* **Activity**
All lines from the one containing "Target: green wire" through the final line of the listing below are to be retyped exactly; nothing else goes in the result.

* **Data section**
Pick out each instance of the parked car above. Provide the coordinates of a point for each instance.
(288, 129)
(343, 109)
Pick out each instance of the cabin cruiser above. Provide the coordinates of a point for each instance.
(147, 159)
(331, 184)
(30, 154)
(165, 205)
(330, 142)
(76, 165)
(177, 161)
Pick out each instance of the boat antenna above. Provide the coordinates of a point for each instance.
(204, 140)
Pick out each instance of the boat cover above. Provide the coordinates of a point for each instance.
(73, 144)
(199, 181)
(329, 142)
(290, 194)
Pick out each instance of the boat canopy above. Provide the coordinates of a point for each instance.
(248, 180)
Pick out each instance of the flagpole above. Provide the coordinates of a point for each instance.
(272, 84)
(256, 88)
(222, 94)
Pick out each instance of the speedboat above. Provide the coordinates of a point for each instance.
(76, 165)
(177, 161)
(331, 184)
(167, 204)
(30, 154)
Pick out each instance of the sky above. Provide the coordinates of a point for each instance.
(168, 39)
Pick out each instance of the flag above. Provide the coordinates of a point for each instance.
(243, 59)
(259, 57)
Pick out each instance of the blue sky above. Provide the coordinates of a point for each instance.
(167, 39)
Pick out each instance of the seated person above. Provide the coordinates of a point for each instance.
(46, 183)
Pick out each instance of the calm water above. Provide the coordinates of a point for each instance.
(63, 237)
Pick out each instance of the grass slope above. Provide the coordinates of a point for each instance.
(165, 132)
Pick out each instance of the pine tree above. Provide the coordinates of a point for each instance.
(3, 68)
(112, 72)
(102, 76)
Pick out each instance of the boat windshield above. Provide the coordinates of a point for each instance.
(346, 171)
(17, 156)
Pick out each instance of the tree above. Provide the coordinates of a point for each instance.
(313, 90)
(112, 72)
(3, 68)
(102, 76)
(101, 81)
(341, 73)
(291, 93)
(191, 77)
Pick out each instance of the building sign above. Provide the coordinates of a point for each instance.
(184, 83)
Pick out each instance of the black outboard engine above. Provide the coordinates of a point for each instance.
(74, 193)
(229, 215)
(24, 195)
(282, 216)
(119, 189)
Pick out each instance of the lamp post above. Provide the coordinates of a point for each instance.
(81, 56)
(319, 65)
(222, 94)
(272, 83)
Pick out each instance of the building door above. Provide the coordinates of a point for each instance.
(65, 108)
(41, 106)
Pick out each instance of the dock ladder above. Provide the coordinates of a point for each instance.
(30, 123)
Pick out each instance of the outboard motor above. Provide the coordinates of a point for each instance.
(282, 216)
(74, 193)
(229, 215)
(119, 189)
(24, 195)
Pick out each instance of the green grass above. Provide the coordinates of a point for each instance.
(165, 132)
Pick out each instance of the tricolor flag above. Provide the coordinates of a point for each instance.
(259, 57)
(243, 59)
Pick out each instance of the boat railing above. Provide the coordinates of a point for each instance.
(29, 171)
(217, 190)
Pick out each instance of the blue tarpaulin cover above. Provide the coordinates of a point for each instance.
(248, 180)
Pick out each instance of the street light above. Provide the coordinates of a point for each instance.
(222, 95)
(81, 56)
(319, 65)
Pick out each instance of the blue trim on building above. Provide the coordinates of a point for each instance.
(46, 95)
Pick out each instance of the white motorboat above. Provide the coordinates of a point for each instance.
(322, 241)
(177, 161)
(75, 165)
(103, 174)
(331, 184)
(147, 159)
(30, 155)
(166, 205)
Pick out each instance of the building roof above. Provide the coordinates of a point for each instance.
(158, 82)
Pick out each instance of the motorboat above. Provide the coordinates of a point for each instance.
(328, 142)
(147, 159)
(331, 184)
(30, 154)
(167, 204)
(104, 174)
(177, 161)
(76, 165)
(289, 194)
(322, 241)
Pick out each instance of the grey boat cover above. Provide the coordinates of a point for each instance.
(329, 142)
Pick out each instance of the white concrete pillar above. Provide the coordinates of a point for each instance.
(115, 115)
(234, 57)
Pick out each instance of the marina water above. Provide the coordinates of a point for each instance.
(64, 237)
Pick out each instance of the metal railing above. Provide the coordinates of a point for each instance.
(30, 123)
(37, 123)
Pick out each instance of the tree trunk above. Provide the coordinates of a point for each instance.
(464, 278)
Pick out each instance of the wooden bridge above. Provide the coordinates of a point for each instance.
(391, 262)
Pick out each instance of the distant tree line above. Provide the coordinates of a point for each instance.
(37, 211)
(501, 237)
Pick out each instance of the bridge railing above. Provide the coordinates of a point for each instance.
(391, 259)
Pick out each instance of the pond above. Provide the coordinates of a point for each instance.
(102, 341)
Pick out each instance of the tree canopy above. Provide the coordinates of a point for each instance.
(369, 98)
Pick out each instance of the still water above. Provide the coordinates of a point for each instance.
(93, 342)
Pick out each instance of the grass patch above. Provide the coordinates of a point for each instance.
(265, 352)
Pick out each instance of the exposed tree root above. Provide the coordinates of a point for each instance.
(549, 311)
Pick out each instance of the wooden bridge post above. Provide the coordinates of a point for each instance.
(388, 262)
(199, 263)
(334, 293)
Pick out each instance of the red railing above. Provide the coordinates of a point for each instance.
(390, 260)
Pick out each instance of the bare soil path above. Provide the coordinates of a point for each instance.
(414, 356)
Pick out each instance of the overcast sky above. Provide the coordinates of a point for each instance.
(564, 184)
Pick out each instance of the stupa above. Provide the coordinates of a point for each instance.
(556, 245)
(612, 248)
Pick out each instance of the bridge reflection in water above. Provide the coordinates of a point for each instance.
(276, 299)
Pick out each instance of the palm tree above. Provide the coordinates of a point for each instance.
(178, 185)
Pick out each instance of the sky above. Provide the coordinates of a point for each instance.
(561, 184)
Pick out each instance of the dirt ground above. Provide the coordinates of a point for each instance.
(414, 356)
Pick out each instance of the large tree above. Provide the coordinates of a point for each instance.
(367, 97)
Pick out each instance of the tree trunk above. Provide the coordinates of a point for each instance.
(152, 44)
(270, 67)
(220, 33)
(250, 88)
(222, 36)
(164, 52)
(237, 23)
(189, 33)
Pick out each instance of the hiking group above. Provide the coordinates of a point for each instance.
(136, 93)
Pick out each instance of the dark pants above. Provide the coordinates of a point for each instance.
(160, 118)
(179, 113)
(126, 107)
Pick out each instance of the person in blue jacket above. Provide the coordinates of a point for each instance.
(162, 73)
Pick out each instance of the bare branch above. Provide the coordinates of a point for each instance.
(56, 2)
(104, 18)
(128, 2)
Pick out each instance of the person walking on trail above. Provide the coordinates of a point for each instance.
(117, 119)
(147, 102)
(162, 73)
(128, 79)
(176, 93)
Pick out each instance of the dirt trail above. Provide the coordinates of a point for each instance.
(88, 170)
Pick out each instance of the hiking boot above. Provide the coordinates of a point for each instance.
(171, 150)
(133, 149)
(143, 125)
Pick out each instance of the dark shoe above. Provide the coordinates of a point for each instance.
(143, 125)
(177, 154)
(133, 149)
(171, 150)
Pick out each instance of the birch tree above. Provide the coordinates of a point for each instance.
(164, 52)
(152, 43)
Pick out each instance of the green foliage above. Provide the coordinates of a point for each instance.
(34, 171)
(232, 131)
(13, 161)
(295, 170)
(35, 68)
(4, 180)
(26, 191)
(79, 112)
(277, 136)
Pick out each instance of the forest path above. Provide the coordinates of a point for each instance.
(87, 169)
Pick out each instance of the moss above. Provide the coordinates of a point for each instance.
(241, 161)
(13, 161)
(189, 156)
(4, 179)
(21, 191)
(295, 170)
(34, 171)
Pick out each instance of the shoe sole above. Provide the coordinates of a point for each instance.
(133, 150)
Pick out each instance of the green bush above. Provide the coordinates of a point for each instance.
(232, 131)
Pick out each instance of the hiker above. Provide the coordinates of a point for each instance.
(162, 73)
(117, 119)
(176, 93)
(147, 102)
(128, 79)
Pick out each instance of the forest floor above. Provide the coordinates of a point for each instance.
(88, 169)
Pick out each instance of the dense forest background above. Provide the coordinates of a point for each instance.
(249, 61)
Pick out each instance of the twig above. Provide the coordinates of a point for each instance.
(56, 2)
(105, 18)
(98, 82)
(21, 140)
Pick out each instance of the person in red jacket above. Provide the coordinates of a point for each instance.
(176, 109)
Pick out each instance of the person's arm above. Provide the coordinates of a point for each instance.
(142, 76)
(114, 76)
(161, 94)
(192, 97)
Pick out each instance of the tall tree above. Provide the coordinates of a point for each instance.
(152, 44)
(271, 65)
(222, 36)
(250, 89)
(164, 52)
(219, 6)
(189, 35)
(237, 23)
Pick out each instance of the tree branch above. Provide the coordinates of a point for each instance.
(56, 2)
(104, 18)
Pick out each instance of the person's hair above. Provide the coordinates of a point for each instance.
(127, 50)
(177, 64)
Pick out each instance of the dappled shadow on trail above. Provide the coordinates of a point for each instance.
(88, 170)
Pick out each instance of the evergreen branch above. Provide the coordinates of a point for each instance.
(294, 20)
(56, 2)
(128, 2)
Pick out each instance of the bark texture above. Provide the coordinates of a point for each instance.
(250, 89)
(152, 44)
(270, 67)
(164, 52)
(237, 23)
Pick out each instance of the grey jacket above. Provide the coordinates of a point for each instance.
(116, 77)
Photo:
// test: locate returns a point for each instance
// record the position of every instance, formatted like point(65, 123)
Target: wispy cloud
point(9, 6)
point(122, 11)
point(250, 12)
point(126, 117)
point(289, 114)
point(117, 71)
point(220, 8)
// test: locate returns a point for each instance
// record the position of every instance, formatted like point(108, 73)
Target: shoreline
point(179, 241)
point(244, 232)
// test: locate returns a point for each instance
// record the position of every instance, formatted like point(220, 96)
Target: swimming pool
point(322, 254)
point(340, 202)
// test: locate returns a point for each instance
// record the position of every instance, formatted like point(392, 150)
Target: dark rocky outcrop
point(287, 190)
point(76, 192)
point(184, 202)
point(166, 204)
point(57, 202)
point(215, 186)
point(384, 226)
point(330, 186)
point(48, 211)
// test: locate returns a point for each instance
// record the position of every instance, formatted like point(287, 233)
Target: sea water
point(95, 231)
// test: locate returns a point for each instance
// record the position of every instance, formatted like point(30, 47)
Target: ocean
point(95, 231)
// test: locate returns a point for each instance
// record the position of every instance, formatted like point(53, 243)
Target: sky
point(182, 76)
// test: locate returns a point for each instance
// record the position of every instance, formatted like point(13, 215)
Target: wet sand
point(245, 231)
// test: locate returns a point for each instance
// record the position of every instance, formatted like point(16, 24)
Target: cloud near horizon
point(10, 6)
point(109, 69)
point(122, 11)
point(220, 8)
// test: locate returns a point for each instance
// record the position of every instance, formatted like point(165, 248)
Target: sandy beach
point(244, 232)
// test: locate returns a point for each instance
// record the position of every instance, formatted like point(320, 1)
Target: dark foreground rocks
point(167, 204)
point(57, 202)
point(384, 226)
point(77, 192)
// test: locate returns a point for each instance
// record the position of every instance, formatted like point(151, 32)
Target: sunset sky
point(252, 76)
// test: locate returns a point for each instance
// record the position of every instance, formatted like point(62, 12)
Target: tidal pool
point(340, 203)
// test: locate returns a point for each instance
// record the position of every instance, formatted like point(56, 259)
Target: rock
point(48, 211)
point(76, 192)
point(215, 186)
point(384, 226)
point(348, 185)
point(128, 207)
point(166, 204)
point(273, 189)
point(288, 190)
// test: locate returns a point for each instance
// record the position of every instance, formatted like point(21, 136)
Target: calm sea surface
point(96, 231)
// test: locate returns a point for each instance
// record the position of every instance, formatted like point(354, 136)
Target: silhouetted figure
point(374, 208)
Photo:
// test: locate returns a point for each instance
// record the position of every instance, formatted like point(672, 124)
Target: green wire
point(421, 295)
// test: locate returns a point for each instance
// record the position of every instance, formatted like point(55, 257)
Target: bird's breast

* **Finished exercise**
Target: green wire
point(421, 295)
// test: locate returns a point for each instance
// record the position of every instance, formatted like point(55, 257)
Target: bird's breast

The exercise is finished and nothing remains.